**What you need to do**
Search the data below for the word "woman" and copy each line that holds it.

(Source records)

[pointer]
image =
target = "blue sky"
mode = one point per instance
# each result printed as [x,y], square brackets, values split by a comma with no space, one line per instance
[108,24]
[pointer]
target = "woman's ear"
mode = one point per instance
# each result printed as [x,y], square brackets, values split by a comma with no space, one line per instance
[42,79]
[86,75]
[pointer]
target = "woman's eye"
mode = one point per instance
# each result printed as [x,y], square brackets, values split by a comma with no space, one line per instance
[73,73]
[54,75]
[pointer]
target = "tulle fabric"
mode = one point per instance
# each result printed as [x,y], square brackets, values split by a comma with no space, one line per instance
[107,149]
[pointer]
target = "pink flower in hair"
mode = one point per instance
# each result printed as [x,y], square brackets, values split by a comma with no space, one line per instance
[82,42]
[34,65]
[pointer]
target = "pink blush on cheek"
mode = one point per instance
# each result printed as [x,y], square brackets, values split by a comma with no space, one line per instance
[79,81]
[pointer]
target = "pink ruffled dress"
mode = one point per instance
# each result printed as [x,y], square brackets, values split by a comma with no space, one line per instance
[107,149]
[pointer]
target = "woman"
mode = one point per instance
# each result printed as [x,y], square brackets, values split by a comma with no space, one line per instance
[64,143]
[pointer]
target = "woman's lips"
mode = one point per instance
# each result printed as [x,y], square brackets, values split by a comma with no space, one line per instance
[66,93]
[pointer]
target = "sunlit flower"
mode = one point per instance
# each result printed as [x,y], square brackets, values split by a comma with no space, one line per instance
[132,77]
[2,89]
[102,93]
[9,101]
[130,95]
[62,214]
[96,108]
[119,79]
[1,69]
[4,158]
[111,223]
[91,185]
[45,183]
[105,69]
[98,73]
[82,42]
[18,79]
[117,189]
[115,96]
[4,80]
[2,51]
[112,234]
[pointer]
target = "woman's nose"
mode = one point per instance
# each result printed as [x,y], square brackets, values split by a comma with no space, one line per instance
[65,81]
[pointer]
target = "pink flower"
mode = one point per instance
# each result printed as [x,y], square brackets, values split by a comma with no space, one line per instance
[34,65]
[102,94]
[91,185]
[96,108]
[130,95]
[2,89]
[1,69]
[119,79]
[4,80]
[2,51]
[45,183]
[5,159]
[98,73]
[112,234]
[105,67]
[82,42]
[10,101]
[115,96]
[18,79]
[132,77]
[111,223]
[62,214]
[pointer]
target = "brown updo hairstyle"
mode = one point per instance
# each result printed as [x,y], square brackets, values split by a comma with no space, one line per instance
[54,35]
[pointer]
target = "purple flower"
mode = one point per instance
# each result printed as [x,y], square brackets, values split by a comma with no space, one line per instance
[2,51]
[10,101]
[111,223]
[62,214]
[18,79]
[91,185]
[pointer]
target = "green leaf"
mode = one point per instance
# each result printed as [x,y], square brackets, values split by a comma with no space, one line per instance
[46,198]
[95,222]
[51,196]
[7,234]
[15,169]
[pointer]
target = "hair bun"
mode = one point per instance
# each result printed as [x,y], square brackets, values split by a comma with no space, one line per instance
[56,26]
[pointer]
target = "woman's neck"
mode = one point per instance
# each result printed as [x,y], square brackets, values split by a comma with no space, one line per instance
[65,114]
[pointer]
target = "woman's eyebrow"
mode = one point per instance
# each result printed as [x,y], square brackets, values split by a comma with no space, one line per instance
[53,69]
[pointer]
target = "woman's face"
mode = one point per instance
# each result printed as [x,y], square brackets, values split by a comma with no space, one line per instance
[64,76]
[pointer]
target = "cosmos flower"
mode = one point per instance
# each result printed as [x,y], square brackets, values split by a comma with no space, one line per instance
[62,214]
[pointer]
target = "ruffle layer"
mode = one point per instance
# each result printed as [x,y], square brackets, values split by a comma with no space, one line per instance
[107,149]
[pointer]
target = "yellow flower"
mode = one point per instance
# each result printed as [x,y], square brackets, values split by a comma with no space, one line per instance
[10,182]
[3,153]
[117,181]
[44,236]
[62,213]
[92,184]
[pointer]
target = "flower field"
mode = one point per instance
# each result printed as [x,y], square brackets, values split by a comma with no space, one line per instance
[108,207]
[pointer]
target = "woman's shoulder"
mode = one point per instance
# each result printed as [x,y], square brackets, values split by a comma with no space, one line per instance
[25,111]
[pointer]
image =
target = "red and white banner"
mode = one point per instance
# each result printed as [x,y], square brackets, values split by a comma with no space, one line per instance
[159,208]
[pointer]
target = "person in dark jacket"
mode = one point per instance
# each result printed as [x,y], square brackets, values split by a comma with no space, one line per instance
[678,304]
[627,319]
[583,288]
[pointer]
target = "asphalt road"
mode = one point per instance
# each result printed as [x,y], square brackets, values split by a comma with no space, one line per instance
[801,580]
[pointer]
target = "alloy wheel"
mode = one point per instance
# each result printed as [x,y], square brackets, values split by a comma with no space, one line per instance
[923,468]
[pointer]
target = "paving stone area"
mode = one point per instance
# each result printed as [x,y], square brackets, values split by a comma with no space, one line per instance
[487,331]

**Reply to the task**
target = "woman's ear"
target = "woman's eye"
target = "woman"
target = "woman's lips"
target = "woman's nose"
target = "woman's neck"
target = "woman's eyebrow"
target = "woman's face"
target = "woman's shoulder"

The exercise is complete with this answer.